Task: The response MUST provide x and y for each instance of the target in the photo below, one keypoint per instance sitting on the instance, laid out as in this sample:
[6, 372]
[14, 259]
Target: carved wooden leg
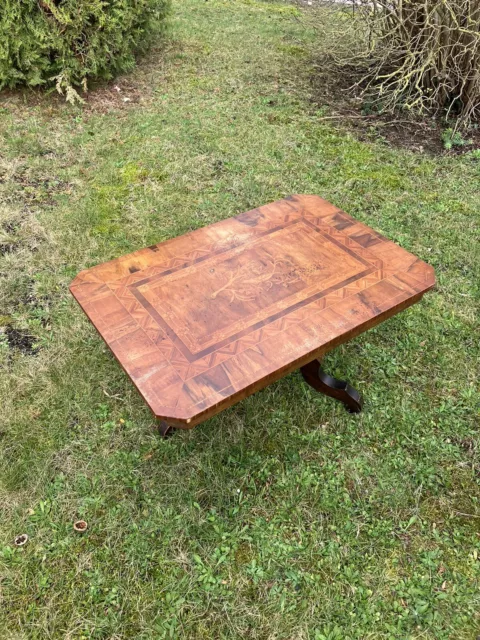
[164, 429]
[316, 377]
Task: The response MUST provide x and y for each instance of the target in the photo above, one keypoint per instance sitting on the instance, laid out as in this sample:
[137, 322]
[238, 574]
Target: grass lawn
[285, 517]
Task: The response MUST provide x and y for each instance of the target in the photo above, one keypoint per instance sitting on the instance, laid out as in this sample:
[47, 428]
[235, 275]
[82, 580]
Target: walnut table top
[203, 320]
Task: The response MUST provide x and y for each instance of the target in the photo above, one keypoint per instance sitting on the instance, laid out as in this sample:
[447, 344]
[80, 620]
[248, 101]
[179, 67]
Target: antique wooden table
[204, 320]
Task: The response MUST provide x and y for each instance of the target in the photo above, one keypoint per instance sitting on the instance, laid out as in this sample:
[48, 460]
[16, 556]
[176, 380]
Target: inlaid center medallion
[248, 286]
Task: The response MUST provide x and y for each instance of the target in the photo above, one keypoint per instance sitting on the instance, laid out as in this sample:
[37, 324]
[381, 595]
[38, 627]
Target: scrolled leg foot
[164, 429]
[316, 377]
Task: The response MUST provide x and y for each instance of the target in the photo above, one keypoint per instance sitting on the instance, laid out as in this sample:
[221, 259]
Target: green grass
[284, 517]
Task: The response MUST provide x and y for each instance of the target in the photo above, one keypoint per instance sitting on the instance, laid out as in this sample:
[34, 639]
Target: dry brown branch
[422, 55]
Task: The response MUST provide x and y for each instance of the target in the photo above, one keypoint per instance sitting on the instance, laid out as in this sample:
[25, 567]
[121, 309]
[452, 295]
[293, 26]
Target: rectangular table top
[201, 321]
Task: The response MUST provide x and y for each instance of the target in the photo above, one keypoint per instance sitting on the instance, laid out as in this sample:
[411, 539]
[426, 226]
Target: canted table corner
[201, 321]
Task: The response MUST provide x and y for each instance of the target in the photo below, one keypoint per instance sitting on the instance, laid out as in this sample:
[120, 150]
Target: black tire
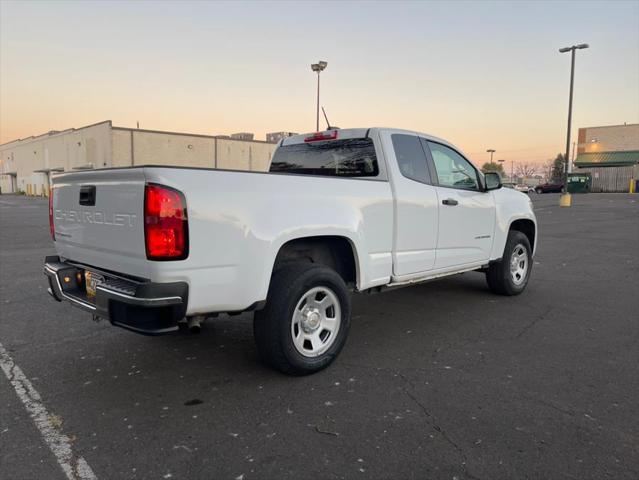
[272, 325]
[499, 276]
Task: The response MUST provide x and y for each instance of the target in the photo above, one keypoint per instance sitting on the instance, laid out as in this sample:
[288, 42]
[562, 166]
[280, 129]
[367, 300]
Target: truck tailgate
[99, 219]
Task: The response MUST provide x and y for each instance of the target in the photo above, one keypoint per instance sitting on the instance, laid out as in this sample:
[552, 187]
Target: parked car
[341, 211]
[549, 188]
[521, 187]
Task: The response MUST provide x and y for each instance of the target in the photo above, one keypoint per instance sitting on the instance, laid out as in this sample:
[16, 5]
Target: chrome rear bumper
[141, 306]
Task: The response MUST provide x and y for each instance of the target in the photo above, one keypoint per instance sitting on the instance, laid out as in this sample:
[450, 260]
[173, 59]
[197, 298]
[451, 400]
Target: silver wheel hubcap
[519, 264]
[316, 321]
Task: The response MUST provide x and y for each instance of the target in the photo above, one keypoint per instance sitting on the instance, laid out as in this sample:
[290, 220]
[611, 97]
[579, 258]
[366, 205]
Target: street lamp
[565, 198]
[502, 165]
[491, 151]
[318, 67]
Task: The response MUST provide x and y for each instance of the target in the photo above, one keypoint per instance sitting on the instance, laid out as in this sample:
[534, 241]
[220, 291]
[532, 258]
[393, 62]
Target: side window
[411, 158]
[452, 169]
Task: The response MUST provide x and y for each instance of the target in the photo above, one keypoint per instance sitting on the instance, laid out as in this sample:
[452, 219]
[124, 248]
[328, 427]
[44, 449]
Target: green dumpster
[579, 182]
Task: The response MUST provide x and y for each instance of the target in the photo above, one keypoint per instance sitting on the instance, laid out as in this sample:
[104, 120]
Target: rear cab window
[349, 157]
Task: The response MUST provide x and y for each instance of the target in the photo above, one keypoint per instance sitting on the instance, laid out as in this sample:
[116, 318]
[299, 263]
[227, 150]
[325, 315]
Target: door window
[452, 169]
[410, 157]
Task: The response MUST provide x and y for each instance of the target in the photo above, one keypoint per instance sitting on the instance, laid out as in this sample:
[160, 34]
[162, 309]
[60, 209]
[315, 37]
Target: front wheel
[306, 319]
[510, 275]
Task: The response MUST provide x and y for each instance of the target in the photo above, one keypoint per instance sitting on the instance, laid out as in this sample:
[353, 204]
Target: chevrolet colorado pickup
[340, 211]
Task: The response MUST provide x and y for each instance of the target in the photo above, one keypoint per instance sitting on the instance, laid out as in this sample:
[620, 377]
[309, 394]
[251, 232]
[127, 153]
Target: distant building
[242, 136]
[275, 137]
[611, 155]
[26, 165]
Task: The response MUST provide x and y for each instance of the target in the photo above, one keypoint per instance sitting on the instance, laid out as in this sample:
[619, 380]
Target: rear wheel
[510, 275]
[306, 319]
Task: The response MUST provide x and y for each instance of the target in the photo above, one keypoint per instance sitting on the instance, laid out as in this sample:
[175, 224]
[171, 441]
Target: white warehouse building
[27, 164]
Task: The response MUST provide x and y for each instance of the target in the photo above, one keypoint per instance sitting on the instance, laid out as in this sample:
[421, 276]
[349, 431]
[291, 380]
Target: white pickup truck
[340, 211]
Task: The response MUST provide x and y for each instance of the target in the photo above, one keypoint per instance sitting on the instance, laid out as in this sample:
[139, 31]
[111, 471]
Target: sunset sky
[480, 74]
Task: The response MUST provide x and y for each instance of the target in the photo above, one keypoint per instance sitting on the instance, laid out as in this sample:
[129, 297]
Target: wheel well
[527, 227]
[332, 251]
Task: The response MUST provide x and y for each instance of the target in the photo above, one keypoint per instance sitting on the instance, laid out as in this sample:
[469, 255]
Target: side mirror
[493, 181]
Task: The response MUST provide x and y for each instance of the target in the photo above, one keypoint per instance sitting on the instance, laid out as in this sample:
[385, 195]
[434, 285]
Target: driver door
[466, 214]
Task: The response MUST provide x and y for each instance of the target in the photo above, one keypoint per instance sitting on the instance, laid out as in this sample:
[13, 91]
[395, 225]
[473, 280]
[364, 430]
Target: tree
[494, 167]
[526, 169]
[557, 171]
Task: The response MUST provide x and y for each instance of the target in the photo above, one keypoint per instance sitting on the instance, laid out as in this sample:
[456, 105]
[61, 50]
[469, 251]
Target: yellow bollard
[565, 200]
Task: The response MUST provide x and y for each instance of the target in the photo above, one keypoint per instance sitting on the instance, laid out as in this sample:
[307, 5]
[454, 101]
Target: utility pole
[491, 151]
[318, 68]
[565, 198]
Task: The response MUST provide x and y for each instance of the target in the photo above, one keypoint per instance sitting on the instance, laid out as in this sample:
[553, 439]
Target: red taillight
[51, 224]
[165, 223]
[319, 136]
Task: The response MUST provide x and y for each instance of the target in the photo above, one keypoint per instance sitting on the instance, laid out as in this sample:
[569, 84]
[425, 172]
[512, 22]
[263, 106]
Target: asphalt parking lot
[442, 380]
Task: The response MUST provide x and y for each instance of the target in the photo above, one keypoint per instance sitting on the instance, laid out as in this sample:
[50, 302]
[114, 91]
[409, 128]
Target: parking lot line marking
[75, 468]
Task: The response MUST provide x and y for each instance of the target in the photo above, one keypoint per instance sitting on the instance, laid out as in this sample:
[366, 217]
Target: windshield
[336, 158]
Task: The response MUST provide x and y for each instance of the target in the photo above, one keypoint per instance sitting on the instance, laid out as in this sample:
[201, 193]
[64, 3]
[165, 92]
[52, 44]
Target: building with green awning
[607, 159]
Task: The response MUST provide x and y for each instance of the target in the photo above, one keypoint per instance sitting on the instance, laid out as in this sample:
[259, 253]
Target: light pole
[502, 165]
[565, 198]
[318, 67]
[491, 151]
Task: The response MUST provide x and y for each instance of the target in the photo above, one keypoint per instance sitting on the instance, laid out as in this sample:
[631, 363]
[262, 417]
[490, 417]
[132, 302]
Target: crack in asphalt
[435, 425]
[533, 323]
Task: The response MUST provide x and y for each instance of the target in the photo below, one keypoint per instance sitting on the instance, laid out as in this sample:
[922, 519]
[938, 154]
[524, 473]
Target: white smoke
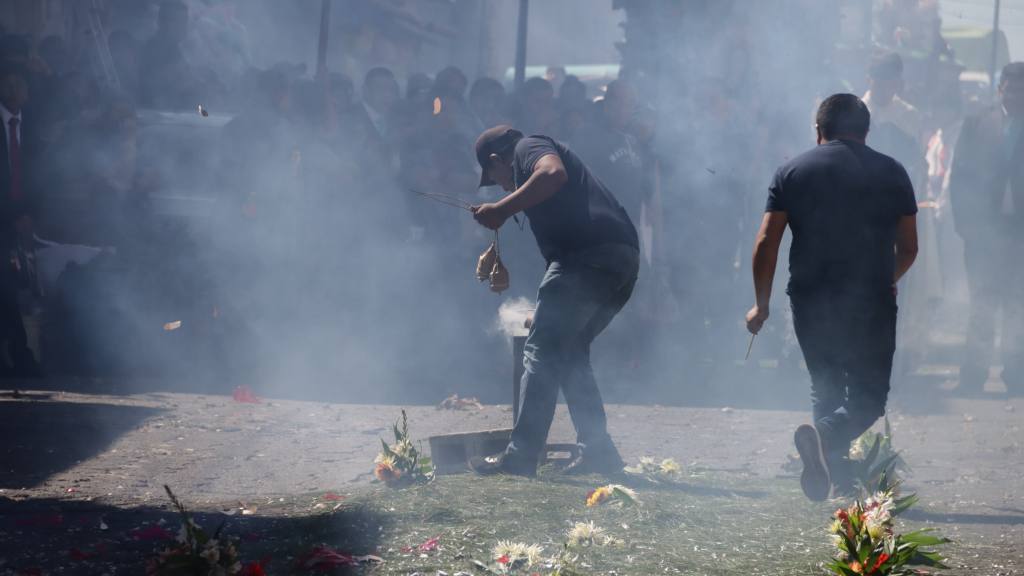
[512, 316]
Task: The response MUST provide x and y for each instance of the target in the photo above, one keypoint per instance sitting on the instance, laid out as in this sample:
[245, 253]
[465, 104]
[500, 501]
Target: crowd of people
[311, 179]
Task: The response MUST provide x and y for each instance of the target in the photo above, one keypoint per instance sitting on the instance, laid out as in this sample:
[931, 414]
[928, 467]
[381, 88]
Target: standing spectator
[986, 190]
[125, 53]
[17, 201]
[611, 151]
[166, 80]
[370, 121]
[536, 114]
[573, 108]
[486, 100]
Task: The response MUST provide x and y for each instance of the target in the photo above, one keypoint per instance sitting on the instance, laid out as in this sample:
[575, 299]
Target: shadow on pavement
[49, 536]
[43, 436]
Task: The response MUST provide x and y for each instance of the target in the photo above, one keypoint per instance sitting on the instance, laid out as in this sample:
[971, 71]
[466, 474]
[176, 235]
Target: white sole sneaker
[815, 479]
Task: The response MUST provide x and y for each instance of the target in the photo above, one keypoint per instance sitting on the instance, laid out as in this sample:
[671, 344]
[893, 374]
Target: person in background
[486, 100]
[986, 192]
[610, 149]
[370, 121]
[573, 108]
[125, 52]
[853, 216]
[165, 78]
[536, 104]
[898, 130]
[592, 250]
[18, 207]
[555, 75]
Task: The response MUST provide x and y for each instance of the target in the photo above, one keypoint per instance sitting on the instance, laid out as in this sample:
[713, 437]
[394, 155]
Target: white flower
[211, 553]
[671, 467]
[875, 528]
[857, 450]
[586, 534]
[518, 551]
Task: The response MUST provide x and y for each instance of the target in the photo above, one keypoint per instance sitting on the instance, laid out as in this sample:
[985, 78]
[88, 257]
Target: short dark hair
[886, 67]
[379, 73]
[13, 68]
[1013, 71]
[843, 115]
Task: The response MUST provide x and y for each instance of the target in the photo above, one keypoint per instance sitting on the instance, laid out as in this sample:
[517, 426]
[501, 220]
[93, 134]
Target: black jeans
[578, 298]
[995, 284]
[848, 343]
***
YOUR TASK → Collect every line of the listing above that contains the string "grass". Uppercase and lowercase letters must match.

EXPECTED OUTPUT →
Target: grass lawn
Target: green grass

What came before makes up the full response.